*** Record extracts

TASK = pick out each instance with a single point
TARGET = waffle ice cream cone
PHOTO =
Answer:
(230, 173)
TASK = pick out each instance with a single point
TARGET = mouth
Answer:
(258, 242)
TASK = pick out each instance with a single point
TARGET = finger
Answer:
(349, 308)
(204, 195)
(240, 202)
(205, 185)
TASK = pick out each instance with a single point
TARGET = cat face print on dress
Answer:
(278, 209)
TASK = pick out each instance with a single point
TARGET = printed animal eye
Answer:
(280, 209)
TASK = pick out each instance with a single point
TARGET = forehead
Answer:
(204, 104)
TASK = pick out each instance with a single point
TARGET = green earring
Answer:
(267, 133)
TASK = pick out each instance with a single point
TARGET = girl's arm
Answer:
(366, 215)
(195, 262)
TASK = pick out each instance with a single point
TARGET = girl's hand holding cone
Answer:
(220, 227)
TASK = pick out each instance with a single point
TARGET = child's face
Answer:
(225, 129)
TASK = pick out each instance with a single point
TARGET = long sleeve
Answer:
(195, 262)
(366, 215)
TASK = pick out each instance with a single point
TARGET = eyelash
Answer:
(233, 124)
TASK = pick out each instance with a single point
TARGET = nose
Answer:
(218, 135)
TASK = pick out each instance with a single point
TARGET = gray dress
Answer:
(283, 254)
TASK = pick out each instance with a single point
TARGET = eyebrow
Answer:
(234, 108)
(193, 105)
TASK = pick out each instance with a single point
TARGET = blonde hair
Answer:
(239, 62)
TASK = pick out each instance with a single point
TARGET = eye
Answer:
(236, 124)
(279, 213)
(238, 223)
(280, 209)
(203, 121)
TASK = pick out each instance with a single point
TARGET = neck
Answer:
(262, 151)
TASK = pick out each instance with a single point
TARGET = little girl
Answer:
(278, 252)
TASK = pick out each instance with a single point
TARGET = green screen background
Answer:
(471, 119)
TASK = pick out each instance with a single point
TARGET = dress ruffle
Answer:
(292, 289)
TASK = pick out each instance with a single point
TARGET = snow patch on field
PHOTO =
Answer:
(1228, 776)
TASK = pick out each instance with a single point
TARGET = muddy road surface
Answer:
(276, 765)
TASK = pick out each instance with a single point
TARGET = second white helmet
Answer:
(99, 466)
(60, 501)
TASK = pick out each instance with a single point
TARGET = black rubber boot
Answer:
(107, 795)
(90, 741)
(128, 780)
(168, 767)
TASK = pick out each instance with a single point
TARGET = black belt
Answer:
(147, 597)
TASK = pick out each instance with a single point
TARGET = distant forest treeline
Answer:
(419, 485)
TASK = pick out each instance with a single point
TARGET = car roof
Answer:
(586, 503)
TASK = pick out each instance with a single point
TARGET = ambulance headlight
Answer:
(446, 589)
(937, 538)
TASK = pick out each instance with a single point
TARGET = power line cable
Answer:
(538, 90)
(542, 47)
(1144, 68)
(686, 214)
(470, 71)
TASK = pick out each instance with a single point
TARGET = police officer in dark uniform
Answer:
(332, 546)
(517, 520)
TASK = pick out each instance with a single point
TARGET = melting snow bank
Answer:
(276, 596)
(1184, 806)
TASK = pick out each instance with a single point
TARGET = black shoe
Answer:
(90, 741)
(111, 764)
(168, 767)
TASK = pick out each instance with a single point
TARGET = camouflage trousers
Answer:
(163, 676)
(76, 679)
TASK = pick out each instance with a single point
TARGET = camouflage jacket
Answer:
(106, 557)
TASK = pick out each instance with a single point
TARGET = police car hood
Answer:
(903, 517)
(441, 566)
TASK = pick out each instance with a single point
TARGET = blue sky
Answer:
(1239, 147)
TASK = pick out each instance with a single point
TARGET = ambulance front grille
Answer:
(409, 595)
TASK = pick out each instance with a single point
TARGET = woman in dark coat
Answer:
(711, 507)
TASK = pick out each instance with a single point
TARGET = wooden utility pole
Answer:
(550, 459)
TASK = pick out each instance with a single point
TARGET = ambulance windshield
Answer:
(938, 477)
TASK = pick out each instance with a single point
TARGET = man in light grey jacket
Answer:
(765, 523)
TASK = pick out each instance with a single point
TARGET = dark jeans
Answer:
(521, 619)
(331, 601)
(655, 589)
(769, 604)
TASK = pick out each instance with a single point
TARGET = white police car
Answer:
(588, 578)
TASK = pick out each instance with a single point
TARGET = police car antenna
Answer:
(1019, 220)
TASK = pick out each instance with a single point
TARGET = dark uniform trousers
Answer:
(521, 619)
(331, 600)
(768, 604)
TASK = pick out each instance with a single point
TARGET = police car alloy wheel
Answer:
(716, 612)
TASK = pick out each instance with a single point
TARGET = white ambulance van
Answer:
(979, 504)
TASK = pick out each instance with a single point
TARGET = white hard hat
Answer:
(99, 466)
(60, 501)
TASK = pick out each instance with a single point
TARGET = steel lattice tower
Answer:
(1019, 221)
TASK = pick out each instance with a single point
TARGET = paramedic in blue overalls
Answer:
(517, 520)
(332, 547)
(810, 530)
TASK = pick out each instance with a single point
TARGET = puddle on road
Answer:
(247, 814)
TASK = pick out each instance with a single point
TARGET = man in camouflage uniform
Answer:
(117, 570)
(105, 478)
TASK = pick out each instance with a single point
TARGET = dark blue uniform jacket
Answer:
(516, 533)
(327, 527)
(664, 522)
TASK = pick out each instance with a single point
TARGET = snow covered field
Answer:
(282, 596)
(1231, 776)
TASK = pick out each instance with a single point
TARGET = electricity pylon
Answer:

******

What is being asked
The answer consists of the whole listing, restated exactly.

Expected output
TASK = pick out each instance with a single point
TARGET = waffle ice cream cone
PHOTO =
Answer:
(230, 173)
TASK = pick out each instance with a single point
TARGET = mouth
Answer:
(258, 242)
TASK = pick out each instance with a single point
TARGET = finger
Answer:
(349, 308)
(204, 195)
(240, 202)
(205, 185)
TASK = pick out each instance with a single point
TARGET = cat face print on dress
Answer:
(278, 209)
TASK = pick out each instance with a single point
TARGET = printed animal eye
Answer:
(280, 209)
TASK = pick out each instance with a single point
TARGET = forehead
Answer:
(204, 104)
TASK = pick out each instance with a single point
TARGET = green earring
Answer:
(267, 133)
TASK = pick out each instance with a single point
TARGET = girl's arm
Answer:
(366, 215)
(195, 262)
TASK = pick out each instance with a single point
TARGET = girl's hand holding cone
Answer:
(220, 227)
TASK = pick out each instance with a single point
TARGET = child's face
Answer:
(225, 129)
TASK = pick out each instance with a single point
TARGET = long sleeve
Answer:
(195, 262)
(366, 215)
TASK = pick out each instance with a single point
TARGET = eyelash
Answer:
(233, 124)
TASK = pick out each instance with a single point
TARGET = nose
Answer:
(218, 135)
TASK = pick out each instance with a single point
TARGET = gray dress
Answer:
(283, 254)
TASK = pick out each instance with a single point
TARGET = eyebrow
Answer:
(234, 108)
(193, 105)
TASK = pick out each instance with a single point
TARGET = blonde hair
Answer:
(239, 62)
TASK = pick out each instance with a single point
TARGET = eye
Answer:
(236, 124)
(279, 213)
(238, 223)
(280, 209)
(203, 121)
TASK = pick out each instance with a single point
TARGET = neck
Answer:
(262, 151)
TASK = pick out each instance with a single point
TARGET = little girl
Answer:
(278, 252)
TASK = pick out each instance with a single point
TARGET = green screen background
Answer:
(471, 119)
TASK = pick out each instance with a single point
TARGET = dress ruffle
Answer:
(292, 289)
TASK = pick out each instance with a single point
TARGET = snow patch on field
PHOTO =
Answer:
(1228, 776)
TASK = pick out each instance with a single point
TARGET = muddy road surface
Answer:
(276, 765)
TASK = pick out each instance with a single point
TARGET = second white helmet
Answer:
(99, 466)
(60, 501)
TASK = pick out each instance with a single point
TARGET = black rubber boot
Answer:
(107, 795)
(90, 741)
(128, 780)
(168, 767)
TASK = pick out each instance with a single point
TARGET = black belt
Answer:
(147, 597)
TASK = pick out each instance with a single point
TARGET = distant forest treeline
Answer:
(419, 485)
TASK = pick out each instance with a single point
TARGET = car roof
Answer:
(586, 503)
TASK = pick out each instance with a single point
TARGET = ambulance headlight
Answer:
(446, 589)
(937, 538)
TASK = pick out each instance with a single point
TARGET = power line cable
Answer:
(538, 90)
(542, 47)
(1144, 68)
(686, 214)
(470, 71)
TASK = pick out each instance with a single point
TARGET = police officer in dark uniform
Answer:
(332, 546)
(517, 520)
TASK = pick out each instance with a single point
TARGET = melting snow bank
Answer:
(276, 596)
(1184, 806)
TASK = pick out each instance with a single point
TARGET = black shoe
Answer:
(90, 741)
(111, 764)
(168, 767)
TASK = pick out each instance with a single point
TARGET = camouflage trousers
Answer:
(163, 676)
(76, 679)
TASK = pick out each instance with a single point
TARGET = camouflage jacket
Answer:
(106, 557)
TASK = pick out each instance with a single point
TARGET = police car hood
Answer:
(903, 517)
(441, 566)
TASK = pick out each instance with a single point
TARGET = blue sky
Answer:
(1239, 147)
TASK = pick out each instance with a single point
TARGET = ambulance front grille
Answer:
(409, 595)
TASK = pick out each instance with a single point
TARGET = woman in dark coat
Answer:
(711, 507)
TASK = pick out each instance with a single point
TARGET = wooden utility pole
Answer:
(550, 459)
TASK = pick out each instance with a single point
TARGET = ambulance windshield
Answer:
(938, 477)
TASK = pick out each instance with a single point
TARGET = man in light grey jacket
Answer:
(765, 523)
TASK = pick out each instance with a single point
TARGET = dark jeans
Answer:
(521, 619)
(331, 601)
(655, 589)
(769, 604)
TASK = pick out each instance with a single point
TARGET = white police car
Answer:
(588, 578)
TASK = pick out each instance with a single point
TARGET = police car antenna
Answer:
(1019, 220)
TASK = pick out each instance with a single point
TARGET = dark uniform trousers
Answer:
(521, 619)
(331, 600)
(768, 604)
TASK = pick out each instance with a single point
TARGET = police car alloy wheel
Answer:
(716, 612)
TASK = pick out each instance with a single point
TARGET = white ambulance van
Answer:
(979, 504)
TASK = pick out each instance with a single point
TARGET = white hard hat
Answer:
(99, 466)
(60, 501)
TASK = pick out each instance with a single point
TARGET = steel lattice tower
Answer:
(1019, 221)
TASK = pick out each instance with a single point
TARGET = paramedic in blue overalls
Answer:
(517, 520)
(332, 547)
(810, 530)
TASK = pick out each instance with a single point
TARGET = puddle on road
Answer:
(247, 814)
TASK = pick out each instance with a single point
TARGET = man in camouflage uniform
Answer:
(117, 570)
(105, 478)
TASK = pick out each instance with a single point
TARGET = dark blue uniform jacket
Answer:
(516, 533)
(327, 527)
(664, 522)
TASK = pick out each instance with a single point
TARGET = snow covered field
Answer:
(282, 596)
(1231, 776)
TASK = pick out each instance with a single point
TARGET = electricity pylon
Answer:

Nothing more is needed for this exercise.